• [Given task 1]
Could you reproduce the part of the NAS question post that opens with the words containing "Which NAS is" and closes with "(cruddy little Sempron)"?
##### Selected text
Which NAS is the best NAS, get all up in by BizNass....
December 4, 2014 6:38 AM Subscribe
Home NAS software shoot-out December 2014 edition. Given the specs inside, what should I choose?
I recently shut down my home IT business to take a juicy corporate gig. As a result, I've got a LOT of hardware sitting around. I've already got one server box running, but I kinda want a dedicated NAS and I have the hardware for it. Hoping someone can give me some pointers about what direction to run.
The box: an HP N40L Proliant server with 8Gb of RAM. (cruddy little Sempron)
The drives: an assortment of NOT-ALIKE drives of different sizes, all SATA
Proficiencies: Windows Server, Arch/Manjaro, Ubuntu/Mint
The real challenge here, I think, is that all the drives are different sizes and capacities, which may limit me to unRaid. Advice there is recommended too.
##########
##### Recorded data
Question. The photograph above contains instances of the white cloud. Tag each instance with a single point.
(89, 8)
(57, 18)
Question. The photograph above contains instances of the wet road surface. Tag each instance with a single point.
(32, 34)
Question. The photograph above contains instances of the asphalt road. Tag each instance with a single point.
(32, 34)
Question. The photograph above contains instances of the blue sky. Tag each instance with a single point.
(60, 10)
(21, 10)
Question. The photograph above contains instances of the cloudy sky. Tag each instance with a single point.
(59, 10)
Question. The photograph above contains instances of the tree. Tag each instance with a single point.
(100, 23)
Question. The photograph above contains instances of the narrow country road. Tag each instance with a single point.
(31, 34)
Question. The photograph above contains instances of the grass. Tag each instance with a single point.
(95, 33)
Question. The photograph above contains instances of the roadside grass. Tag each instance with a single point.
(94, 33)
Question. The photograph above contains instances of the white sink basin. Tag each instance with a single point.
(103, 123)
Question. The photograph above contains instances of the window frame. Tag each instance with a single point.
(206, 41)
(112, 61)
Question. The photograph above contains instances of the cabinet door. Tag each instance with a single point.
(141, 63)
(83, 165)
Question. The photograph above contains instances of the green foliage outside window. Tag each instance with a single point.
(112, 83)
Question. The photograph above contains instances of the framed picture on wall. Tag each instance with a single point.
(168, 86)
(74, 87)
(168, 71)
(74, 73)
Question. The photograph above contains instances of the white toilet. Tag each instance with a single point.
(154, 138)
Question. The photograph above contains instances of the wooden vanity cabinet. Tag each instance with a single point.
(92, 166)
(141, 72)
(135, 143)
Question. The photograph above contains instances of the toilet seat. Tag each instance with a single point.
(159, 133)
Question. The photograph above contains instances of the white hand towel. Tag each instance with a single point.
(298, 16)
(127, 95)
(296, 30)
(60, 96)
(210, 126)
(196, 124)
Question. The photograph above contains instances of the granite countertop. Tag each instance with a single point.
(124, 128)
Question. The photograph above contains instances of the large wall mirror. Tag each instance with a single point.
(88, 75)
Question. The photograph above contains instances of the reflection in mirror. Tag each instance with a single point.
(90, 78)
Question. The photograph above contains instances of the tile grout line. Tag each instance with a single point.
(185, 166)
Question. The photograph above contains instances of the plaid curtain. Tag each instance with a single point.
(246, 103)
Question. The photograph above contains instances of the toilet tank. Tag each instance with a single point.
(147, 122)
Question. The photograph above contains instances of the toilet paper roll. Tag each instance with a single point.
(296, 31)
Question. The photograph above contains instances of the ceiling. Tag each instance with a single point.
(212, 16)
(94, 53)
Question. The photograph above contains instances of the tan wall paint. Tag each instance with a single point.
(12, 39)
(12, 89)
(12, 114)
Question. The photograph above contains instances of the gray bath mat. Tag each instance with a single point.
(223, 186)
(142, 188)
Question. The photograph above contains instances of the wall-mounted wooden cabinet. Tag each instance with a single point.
##########
• [Given task 2]
Can you substitute "oak" for "wooden" in the rows, from the line containing "toilet. Tag each instance with a single point." through the final row, and return only that part with everything else unchanged?

• [Exercise answer 1]
Which NAS is the best NAS, get all up in by BizNass....
December 4, 2014 6:38 AM Subscribe
Home NAS software shoot-out December 2014 edition. Given the specs inside, what should I choose?
I recently shut down my home IT business to take a juicy corporate gig. As a result, I've got a LOT of hardware sitting around. I've already got one server box running, but I kinda want a dedicated NAS and I have the hardware for it. Hoping someone can give me some pointers about what direction to run.
The box: an HP N40L Proliant server with 8Gb of RAM. (cruddy little Sempron)

• [Exercise answer 2]
Question. The photograph above contains instances of the white toilet. Tag each instance with a single point.
(154, 138)
Question. The photograph above contains instances of the oak vanity cabinet. Tag each instance with a single point.
(92, 166)
(141, 72)
(135, 143)
Question. The photograph above contains instances of the toilet seat. Tag each instance with a single point.
(159, 133)
Question. The photograph above contains instances of the white hand towel. Tag each instance with a single point.
(298, 16)
(127, 95)
(296, 30)
(60, 96)
(210, 126)
(196, 124)
Question. The photograph above contains instances of the granite countertop. Tag each instance with a single point.
(124, 128)
Question. The photograph above contains instances of the large wall mirror. Tag each instance with a single point.
(88, 75)
Question. The photograph above contains instances of the reflection in mirror. Tag each instance with a single point.
(90, 78)
Question. The photograph above contains instances of the tile grout line. Tag each instance with a single point.
(185, 166)
Question. The photograph above contains instances of the plaid curtain. Tag each instance with a single point.
(246, 103)
Question. The photograph above contains instances of the toilet tank. Tag each instance with a single point.
(147, 122)
Question. The photograph above contains instances of the toilet paper roll. Tag each instance with a single point.
(296, 31)
Question. The photograph above contains instances of the ceiling. Tag each instance with a single point.
(212, 16)
(94, 53)
Question. The photograph above contains instances of the tan wall paint. Tag each instance with a single point.
(12, 39)
(12, 89)
(12, 114)
Question. The photograph above contains instances of the gray bath mat. Tag each instance with a single point.
(223, 186)
(142, 188)
Question. The photograph above contains instances of the wall-mounted oak cabinet. Tag each instance with a single point.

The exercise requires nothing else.